━━━ Excerpted data ━━━

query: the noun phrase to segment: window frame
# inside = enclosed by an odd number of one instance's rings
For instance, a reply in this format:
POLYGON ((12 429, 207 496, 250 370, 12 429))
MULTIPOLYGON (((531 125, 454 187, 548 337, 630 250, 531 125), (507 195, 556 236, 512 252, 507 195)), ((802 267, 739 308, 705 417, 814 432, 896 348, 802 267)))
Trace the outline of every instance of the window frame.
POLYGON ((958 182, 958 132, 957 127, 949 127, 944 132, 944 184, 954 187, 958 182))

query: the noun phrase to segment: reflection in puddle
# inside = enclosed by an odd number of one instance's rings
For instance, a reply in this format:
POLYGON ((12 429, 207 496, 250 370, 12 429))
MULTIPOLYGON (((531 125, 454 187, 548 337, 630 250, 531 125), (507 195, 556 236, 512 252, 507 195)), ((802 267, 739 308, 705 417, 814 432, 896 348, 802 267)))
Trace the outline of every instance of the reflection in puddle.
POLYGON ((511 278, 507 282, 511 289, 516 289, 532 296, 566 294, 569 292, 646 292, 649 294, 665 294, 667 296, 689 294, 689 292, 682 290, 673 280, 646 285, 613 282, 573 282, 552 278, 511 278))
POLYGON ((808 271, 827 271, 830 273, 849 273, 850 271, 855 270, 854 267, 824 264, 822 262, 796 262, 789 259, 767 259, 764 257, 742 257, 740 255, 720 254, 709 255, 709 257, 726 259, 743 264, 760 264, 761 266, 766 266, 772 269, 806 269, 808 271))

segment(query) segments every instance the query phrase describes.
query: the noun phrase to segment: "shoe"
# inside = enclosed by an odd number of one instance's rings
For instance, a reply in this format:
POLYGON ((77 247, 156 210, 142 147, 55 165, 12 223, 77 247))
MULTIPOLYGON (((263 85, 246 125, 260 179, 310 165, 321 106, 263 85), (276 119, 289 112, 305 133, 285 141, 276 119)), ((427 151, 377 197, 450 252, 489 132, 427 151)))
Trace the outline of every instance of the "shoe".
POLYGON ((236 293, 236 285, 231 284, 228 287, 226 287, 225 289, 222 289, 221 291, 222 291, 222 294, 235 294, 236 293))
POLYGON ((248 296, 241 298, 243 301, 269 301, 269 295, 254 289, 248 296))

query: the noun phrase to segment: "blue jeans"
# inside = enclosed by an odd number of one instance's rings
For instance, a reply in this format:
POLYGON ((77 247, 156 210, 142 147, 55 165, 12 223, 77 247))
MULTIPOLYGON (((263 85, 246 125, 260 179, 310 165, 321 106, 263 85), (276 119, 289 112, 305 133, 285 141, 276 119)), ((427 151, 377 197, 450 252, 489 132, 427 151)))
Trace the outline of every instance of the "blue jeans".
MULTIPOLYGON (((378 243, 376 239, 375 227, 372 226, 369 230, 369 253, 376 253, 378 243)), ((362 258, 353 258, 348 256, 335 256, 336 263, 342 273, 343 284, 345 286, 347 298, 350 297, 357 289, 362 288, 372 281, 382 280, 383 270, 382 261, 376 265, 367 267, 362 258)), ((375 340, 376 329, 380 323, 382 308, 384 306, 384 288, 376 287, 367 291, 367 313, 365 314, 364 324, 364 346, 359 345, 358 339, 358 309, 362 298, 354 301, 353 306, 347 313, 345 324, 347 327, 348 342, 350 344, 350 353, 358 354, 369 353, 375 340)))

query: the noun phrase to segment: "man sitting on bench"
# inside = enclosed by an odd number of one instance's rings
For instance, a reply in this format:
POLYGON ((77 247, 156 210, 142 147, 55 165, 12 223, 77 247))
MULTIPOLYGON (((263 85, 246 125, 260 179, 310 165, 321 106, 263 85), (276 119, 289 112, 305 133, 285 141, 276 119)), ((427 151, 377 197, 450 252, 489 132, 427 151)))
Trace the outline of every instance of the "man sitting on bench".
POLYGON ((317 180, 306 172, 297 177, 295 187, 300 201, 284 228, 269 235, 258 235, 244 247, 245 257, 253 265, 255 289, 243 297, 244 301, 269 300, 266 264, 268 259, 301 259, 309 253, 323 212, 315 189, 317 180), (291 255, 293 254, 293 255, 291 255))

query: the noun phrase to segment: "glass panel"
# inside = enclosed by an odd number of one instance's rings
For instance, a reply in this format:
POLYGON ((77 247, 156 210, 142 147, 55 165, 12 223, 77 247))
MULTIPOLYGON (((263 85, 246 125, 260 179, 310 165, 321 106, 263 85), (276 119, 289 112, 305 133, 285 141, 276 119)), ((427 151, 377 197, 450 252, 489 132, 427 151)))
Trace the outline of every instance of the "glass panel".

━━━

Reproduce every line of the records above verbatim.

query: the noun phrase to segment: window frame
# inside = enclosed by an odd number of one instance's rings
For instance, a reply in this format:
POLYGON ((12 429, 207 496, 250 370, 12 429))
MULTIPOLYGON (((531 125, 454 187, 548 337, 630 250, 531 125), (507 195, 556 236, 512 252, 507 195)), ((802 267, 739 308, 705 417, 814 432, 896 348, 802 267)))
Trace the outline of every instance of the window frame.
POLYGON ((958 182, 958 132, 957 127, 949 127, 944 132, 944 184, 954 187, 958 182))

query: the noun phrase to segment: reflection in puddle
# inside = enclosed by an odd number of one instance's rings
For instance, a reply in this format:
POLYGON ((12 429, 207 496, 250 370, 12 429))
MULTIPOLYGON (((531 125, 454 187, 548 337, 630 250, 531 125), (507 195, 556 236, 512 252, 507 195)), ((802 267, 739 308, 705 417, 814 432, 896 348, 802 267)))
Trace the outline of every instance of the reflection in puddle.
POLYGON ((511 278, 507 282, 511 289, 516 289, 532 296, 566 294, 569 292, 646 292, 649 294, 665 294, 667 296, 689 294, 689 292, 682 290, 673 280, 646 285, 613 282, 573 282, 552 278, 511 278))
POLYGON ((808 271, 827 271, 830 273, 849 273, 850 271, 855 270, 854 267, 824 264, 822 262, 796 262, 789 259, 767 259, 764 257, 742 257, 740 255, 720 254, 709 255, 709 257, 726 259, 743 264, 760 264, 761 266, 766 266, 772 269, 806 269, 808 271))

segment(query) segments every instance the query phrase describes.
query: the noun phrase to segment: "shoe"
# inside = enclosed by an odd number of one instance's rings
For instance, a reply in this format:
POLYGON ((77 247, 156 210, 142 147, 55 165, 12 223, 77 247))
MULTIPOLYGON (((263 85, 246 125, 260 179, 310 165, 321 106, 263 85), (276 119, 289 112, 305 133, 285 141, 276 119)), ((427 151, 377 197, 450 252, 489 132, 427 151)))
Trace the outline of every instance of the "shoe".
POLYGON ((236 293, 236 285, 231 284, 228 287, 226 287, 225 289, 222 289, 221 291, 222 291, 222 294, 235 294, 236 293))
POLYGON ((248 296, 241 298, 243 301, 269 301, 269 295, 254 289, 248 296))

query: the noun phrase to segment: "blue jeans"
# inside = enclosed by an odd number of one instance's rings
For instance, a reply in this format:
POLYGON ((77 247, 156 210, 142 147, 55 165, 12 223, 77 247))
MULTIPOLYGON (((263 85, 246 125, 260 179, 310 165, 321 106, 263 85), (276 119, 289 112, 305 133, 285 141, 276 119)), ((427 151, 377 197, 450 252, 489 132, 427 151)))
Trace the outline of every instance of the "blue jeans".
MULTIPOLYGON (((378 243, 376 239, 375 227, 372 226, 369 230, 369 253, 376 253, 378 243)), ((362 258, 353 258, 348 256, 335 256, 336 263, 342 273, 343 284, 345 286, 347 298, 350 297, 357 289, 362 288, 372 281, 382 280, 383 270, 382 261, 376 265, 367 267, 362 258)), ((375 340, 376 329, 380 323, 382 308, 384 306, 384 288, 376 287, 367 291, 367 313, 365 314, 364 324, 364 346, 359 345, 358 339, 358 309, 362 298, 354 301, 353 306, 347 313, 345 324, 347 327, 348 342, 350 344, 350 353, 358 354, 369 353, 375 340)))

query: the noun phrase to segment: "man sitting on bench"
# inside = enclosed by an odd number of one instance's rings
For instance, a reply in this format:
POLYGON ((77 247, 156 210, 142 147, 55 165, 12 223, 77 247))
MULTIPOLYGON (((263 85, 246 125, 260 179, 310 165, 321 106, 263 85), (276 119, 289 112, 305 133, 285 141, 276 119)), ((427 151, 377 197, 450 252, 489 132, 427 151)))
Trace the outline of every instance of the "man sitting on bench".
POLYGON ((317 180, 306 172, 297 177, 295 187, 300 201, 284 228, 269 235, 258 235, 244 247, 245 257, 253 265, 255 289, 243 297, 244 301, 269 300, 266 264, 268 259, 301 259, 309 253, 323 212, 315 189, 317 180), (291 255, 293 254, 293 255, 291 255))

query: the noun phrase to segment: "glass panel"
# inside = enclosed by an odd number of one instance's rings
For instance, a reply in this format:
POLYGON ((77 247, 156 210, 142 147, 55 165, 12 223, 77 247))
MULTIPOLYGON (((263 85, 246 125, 260 179, 310 165, 321 106, 263 85), (276 119, 289 112, 305 133, 285 141, 276 119)), ((427 151, 377 197, 450 252, 489 132, 427 151)))
Trace the outline of every instance of the "glass panel".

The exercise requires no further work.